* [Exercise details]
Repeat the entries below exactly. Begin with the first line and end with the line that contains "TARGET = dark cloud".

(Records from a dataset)
-----
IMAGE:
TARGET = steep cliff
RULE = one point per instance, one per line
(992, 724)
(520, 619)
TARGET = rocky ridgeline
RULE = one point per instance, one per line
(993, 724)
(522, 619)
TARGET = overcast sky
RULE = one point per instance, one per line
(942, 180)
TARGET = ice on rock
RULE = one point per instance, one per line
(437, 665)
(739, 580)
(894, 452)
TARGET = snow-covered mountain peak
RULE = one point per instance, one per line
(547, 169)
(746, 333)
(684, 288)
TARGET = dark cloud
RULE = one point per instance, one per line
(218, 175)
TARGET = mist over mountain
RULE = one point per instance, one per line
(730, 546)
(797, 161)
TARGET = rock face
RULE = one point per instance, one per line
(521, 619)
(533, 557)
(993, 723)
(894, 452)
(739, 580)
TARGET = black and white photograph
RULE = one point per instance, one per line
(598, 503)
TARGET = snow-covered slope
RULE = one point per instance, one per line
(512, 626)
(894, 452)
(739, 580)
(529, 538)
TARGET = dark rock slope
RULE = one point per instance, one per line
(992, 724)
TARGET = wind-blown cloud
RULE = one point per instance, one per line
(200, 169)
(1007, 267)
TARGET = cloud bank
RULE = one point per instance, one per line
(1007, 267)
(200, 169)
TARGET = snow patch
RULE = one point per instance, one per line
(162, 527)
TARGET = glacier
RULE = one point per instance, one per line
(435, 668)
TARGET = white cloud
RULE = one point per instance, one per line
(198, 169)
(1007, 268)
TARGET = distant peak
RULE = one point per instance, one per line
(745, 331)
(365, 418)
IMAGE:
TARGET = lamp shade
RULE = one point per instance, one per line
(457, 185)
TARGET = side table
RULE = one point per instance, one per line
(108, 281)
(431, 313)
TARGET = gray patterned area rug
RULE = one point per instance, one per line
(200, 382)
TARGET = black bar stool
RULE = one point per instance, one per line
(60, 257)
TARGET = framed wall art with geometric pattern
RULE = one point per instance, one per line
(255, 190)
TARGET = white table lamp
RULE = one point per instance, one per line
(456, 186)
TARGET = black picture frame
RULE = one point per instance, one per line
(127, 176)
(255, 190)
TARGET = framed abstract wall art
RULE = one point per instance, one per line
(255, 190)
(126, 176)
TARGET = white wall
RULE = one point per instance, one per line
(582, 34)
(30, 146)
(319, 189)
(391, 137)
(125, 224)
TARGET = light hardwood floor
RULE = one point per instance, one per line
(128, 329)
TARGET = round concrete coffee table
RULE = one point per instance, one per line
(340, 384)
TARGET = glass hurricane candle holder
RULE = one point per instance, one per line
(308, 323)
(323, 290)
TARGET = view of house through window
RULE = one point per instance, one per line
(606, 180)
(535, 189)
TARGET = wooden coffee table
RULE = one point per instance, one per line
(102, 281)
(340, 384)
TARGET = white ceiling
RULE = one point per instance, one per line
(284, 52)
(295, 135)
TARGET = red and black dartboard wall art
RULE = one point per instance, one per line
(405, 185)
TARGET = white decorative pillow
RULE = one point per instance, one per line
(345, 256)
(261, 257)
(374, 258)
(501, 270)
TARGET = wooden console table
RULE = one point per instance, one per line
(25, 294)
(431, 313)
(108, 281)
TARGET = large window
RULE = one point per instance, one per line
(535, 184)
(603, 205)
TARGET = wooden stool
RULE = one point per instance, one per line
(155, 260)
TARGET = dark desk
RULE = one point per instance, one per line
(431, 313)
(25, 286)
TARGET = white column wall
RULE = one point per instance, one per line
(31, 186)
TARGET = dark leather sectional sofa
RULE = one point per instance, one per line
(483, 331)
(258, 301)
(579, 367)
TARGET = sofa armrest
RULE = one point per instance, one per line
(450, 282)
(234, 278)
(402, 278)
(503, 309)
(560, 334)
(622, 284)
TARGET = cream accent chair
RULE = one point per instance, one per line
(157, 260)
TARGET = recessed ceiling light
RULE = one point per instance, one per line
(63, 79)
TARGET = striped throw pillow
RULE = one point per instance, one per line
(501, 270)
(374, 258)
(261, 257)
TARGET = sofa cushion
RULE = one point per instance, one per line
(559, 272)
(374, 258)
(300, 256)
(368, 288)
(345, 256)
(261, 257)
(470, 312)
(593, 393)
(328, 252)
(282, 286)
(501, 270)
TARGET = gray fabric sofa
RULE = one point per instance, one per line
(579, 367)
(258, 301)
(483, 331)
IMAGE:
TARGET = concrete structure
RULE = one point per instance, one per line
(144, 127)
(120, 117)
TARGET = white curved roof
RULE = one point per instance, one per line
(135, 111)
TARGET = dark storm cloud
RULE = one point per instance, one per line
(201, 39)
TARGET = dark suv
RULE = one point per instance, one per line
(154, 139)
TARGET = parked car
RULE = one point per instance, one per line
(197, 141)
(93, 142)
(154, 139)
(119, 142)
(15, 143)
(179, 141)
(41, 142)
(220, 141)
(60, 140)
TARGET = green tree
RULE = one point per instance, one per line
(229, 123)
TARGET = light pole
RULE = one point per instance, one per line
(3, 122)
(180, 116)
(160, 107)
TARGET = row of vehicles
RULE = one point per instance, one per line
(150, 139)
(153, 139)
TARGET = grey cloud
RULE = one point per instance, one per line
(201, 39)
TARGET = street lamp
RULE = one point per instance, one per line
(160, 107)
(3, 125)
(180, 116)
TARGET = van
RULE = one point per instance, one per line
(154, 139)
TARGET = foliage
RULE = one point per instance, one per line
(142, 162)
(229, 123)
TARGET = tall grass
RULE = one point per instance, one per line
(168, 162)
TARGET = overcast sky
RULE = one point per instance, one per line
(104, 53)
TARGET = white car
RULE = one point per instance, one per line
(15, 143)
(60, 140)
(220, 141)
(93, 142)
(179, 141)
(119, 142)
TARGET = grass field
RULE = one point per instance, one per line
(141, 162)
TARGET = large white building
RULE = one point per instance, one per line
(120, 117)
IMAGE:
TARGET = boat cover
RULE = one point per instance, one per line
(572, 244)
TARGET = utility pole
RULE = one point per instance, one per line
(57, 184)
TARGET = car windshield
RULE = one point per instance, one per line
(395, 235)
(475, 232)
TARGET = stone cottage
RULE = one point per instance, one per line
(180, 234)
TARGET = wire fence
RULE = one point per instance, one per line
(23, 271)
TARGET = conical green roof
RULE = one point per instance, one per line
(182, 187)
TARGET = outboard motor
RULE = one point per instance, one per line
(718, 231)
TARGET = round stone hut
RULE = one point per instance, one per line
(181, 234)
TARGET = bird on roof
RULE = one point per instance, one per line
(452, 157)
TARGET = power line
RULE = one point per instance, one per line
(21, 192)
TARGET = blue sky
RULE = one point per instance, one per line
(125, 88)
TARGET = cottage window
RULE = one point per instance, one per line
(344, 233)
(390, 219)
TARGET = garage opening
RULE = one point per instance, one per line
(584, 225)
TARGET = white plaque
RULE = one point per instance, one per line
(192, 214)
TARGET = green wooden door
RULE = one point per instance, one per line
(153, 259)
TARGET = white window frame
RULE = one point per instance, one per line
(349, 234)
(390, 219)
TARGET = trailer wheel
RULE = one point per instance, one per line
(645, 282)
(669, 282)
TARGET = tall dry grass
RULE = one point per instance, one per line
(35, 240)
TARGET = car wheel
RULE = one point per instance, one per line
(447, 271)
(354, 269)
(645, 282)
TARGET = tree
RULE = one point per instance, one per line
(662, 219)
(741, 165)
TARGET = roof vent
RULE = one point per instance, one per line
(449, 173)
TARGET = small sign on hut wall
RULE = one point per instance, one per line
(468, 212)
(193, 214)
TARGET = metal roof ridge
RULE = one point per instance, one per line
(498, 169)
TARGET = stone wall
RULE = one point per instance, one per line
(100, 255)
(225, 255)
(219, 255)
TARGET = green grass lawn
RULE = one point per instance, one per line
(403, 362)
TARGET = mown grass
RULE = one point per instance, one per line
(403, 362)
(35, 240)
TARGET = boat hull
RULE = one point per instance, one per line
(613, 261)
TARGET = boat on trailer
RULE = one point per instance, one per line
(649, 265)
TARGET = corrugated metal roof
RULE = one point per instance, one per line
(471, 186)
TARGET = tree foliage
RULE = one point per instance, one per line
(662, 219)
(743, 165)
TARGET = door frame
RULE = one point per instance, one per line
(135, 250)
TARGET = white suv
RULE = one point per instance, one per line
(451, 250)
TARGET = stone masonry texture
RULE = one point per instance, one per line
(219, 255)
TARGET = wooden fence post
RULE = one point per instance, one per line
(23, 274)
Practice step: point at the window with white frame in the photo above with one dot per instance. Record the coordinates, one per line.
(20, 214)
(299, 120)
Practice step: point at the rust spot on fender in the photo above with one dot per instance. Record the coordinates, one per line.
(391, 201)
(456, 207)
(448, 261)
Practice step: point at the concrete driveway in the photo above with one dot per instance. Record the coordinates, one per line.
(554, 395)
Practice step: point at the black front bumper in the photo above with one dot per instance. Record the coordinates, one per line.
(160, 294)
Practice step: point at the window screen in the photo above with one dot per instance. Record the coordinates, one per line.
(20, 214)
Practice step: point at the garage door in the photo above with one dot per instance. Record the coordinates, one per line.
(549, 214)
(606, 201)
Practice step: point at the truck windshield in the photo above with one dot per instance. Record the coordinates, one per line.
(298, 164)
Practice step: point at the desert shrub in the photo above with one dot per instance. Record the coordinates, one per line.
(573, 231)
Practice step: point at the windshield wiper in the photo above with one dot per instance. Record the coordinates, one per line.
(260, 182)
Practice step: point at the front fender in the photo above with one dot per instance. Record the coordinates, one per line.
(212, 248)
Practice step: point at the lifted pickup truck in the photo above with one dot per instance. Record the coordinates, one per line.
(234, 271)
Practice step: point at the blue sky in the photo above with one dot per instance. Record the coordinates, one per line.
-----
* [Reply]
IMAGE:
TARGET = steep cliff
RULE = one point per instance, one per line
(992, 724)
(520, 619)
TARGET = rocky ridgeline
RULE = one point per instance, one per line
(993, 724)
(522, 619)
TARGET = overcast sky
RULE = one point per instance, one per line
(942, 180)
TARGET = ice on rock
RULE = one point per instance, one per line
(437, 665)
(739, 580)
(894, 452)
TARGET = snow-covered mountain peak
RULE = one point per instance, one per line
(547, 169)
(746, 333)
(684, 288)
TARGET = dark cloud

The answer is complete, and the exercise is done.